*Excerpt*.
+-------+

Gwlana | WWoolgathering: Gathering ‘Residual Culture’ in Debate Over Welsh Upland Land-use


First and second supervisors 

Tertiary supervisor


Abstract

Post-Brexit, Welsh mountain Pumlumon, a microcosm of challenges facing the Welsh uplands, is a focus of heated debate between farming/rewilding and the site of a conspicuous abundance of ‘waste’ wool. In response, this research summons Welsh custom gwlana (woolgathering), which transformed upland wastes into textiles along/across margins of farmed/wild, as a feminist ‘critical spatial practice’ (Rendell 2003). It explores how gwlana, as a practice of ‘residual culture’ (Williams 1977) can inform renegotiation of the farming/rewilding binary in debate over Pumlumon, and, in the context of the Wellbeing of Future Generations (Wales) Act 2015, engender processes of multispecies wellbeing.

This practice-led research draws feminism, landscape studies, textiles, poetry and performance into new interpretations of residual culture. Given scant archival evidence of gwlana, it works between margins of field and archive, performing gwlana’s cycling processes of gathering-spinning-dyeing-knitting upland wastes as embodied, collaborative textile and textual practices. Where each process manifests a different temporality of waste, the research evaluates how gwlana enacts a ‘tensile ethic’ (Manning) of gathering, renegotiating tensions within land-use debate by gathering relations of care between times, generations and bodies of multispecies communities, language and land.

+-------+

*Set exercise 1*. Which Welsh mountain does the abstract name as the focus of debate between farming and rewilding?
*Set exercise 2*. From the abstract, copy the passage word for word, starting with "Post-Brexit, Welsh mountain" and going on through "of multispecies wellbeing.".

Stored items
+-------+

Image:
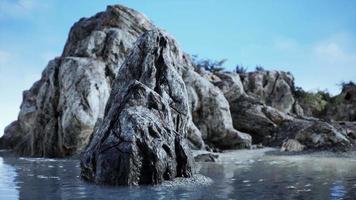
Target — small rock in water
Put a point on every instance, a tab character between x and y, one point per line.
207	157
292	145
291	187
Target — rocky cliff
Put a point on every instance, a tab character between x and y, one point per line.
59	112
142	139
225	110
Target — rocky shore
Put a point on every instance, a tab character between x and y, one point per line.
126	98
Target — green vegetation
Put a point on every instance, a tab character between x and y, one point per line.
240	69
315	101
259	68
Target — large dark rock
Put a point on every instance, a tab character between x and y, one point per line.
59	112
142	138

+-------+

*Result 1*. Pumlumon

*Result 2*.
Post-Brexit, Welsh mountain Pumlumon, a microcosm of challenges facing the Welsh uplands, is a focus of heated debate between farming/rewilding and the site of a conspicuous abundance of ‘waste’ wool. In response, this research summons Welsh custom gwlana (woolgathering), which transformed upland wastes into textiles along/across margins of farmed/wild, as a feminist ‘critical spatial practice’ (Rendell 2003). It explores how gwlana, as a practice of ‘residual culture’ (Williams 1977) can inform renegotiation of the farming/rewilding binary in debate over Pumlumon, and, in the context of the Wellbeing of Future Generations (Wales) Act 2015, engender processes of multispecies wellbeing.